- Consigne A -
Recopiez fidèlement le passage du texte source de « Le 22 juin dernier, un » à « la justice ordinale[1]. ».
- Consigne B -
Résumez le texte source en deux phrases.

- Texte source -
((

Le 22 juin dernier, un cabinet d’avocats était lourdement condamné par la Cour d’appel de Montpellier pour discrimination en raison de la grossesse à l’égard d’une consœur qui avait eu le courage de porter son affaire devant la justice ordinale[1].
Le 28 juin, à l’issue d’une audience disciplinaire du Conseil de l’Ordre de Paris, un confrère était quant à lui condamné à une interdiction temporaire d’exercice de neuf mois, dont sept avec sursis, pour avoir manqué aux principes essentiels de la profession en commettant un harcèlement moral sur de nombreu.x.ses collaboratrices.eurs et salarié.es[2]. La bâtonnière, qui avait requis un an d’interdiction ferme, a interjeté appel de la décision.
Le 6 juillet, le journal Mediapart annonçait le renvoi en correctionnelle d’un avocat à l’issue d’une enquête pour harcèlement moral et sexuel à l’encontre d’anciennes collaboratrices et stagiaires. Il avait été condamné à une interdiction temporaire d’exercice de dix-huit mois en janvier 2022 dans le cadre de la procédure disciplinaire instruite sur ces mêmes faits[3].

))

[Entrées de pointage et d'étiquetage]
((

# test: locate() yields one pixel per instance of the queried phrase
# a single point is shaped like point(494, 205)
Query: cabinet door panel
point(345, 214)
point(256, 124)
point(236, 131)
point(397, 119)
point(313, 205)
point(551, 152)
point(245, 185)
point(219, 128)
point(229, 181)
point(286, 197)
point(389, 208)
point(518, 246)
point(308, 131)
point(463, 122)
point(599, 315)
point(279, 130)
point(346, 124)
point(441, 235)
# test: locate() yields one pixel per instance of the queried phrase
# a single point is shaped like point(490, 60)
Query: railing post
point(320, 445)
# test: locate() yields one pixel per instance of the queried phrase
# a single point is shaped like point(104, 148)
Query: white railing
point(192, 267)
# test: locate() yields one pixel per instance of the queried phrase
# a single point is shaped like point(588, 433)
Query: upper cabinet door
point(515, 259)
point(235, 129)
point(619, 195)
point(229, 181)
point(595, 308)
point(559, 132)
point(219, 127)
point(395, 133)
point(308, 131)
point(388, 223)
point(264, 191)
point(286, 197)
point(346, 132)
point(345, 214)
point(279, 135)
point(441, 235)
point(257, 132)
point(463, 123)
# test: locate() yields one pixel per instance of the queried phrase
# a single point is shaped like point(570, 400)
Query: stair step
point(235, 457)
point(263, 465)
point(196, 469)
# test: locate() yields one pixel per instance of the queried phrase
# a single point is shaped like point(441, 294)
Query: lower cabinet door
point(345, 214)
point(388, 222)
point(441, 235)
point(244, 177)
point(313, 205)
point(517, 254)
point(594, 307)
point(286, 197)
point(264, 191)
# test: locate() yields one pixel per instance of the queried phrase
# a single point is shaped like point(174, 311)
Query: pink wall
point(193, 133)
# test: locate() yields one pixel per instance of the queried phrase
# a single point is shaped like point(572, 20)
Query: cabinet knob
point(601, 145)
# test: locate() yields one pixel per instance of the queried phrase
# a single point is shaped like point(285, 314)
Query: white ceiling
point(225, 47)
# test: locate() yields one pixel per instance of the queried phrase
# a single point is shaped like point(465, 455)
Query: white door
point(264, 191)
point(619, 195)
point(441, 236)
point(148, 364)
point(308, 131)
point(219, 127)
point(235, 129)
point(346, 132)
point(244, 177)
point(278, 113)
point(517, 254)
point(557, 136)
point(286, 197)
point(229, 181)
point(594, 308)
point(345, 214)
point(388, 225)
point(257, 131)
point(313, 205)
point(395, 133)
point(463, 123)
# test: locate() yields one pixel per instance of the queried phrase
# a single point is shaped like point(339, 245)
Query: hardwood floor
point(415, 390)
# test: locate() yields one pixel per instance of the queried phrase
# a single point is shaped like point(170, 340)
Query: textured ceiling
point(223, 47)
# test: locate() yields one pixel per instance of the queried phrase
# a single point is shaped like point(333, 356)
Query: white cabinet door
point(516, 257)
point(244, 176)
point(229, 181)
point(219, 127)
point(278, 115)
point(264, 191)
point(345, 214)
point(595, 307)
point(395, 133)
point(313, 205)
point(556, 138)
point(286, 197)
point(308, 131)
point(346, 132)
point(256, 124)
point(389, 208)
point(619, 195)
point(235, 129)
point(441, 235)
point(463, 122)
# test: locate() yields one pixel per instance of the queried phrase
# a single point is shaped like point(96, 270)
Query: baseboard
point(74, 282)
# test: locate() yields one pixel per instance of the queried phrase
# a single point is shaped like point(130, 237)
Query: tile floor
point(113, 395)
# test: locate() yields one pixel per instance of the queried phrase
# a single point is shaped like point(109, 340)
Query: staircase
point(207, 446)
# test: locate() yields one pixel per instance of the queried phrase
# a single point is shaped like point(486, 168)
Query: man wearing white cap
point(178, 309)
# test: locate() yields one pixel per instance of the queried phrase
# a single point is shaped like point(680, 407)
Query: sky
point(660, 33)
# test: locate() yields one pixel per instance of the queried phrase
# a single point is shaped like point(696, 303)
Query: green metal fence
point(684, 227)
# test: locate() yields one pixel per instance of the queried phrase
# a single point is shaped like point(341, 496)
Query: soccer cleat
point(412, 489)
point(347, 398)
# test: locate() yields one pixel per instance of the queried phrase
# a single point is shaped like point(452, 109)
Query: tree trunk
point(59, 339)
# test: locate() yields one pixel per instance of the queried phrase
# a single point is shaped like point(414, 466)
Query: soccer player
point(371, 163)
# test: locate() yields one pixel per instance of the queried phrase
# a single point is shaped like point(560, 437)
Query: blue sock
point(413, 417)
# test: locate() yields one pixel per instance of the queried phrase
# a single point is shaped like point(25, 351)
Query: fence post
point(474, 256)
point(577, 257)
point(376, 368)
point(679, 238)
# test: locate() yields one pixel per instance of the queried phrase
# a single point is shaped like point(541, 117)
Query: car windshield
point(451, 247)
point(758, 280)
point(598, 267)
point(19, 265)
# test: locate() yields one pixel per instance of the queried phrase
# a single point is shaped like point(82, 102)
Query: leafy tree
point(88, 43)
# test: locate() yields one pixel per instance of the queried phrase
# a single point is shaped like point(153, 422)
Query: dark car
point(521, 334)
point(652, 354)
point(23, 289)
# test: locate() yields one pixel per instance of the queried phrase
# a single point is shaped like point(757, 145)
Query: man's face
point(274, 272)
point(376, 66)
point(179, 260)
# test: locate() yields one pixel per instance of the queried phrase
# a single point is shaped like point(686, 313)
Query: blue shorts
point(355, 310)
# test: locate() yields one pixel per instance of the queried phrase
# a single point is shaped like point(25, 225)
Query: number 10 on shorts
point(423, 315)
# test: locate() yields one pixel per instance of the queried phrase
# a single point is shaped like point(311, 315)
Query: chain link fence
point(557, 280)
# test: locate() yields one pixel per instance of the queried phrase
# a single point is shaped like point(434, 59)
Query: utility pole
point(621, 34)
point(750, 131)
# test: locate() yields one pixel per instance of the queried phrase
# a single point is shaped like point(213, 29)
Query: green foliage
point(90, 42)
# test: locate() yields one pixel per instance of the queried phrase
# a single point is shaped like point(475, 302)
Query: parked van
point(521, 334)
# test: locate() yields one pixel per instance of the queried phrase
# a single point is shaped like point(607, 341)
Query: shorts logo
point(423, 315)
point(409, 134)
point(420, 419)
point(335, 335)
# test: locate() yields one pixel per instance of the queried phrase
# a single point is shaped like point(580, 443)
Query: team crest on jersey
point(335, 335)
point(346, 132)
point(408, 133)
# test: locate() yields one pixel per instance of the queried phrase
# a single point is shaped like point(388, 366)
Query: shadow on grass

))

- Réponse A -
Le 22 juin dernier, un cabinet d’avocats était lourdement condamné par la Cour d’appel de Montpellier pour discrimination en raison de la grossesse à l’égard d’une consœur qui avait eu le courage de porter son affaire devant la justice ordinale[1].

- Réponse B -
Le 22 juin, la Cour d'appel de Montpellier a lourdement condamné un cabinet d'avocats pour discrimination liée à la grossesse envers une consœur. Le 28 juin, le Conseil de l'Ordre de Paris a interdit d'exercer pendant neuf mois, dont sept avec sursis, un avocat coupable de harcèlement moral sur de nombreux collaborateurs et salariés, décision dont la bâtonnière a fait appel, et le 6 juillet, Mediapart annonçait le renvoi en correctionnelle d'un avocat pour harcèlement moral et sexuel envers d'anciennes collaboratrices et stagiaires, qui avait déjà reçu dix-huit mois d'interdiction d'exercice pour ces faits en janvier 2022.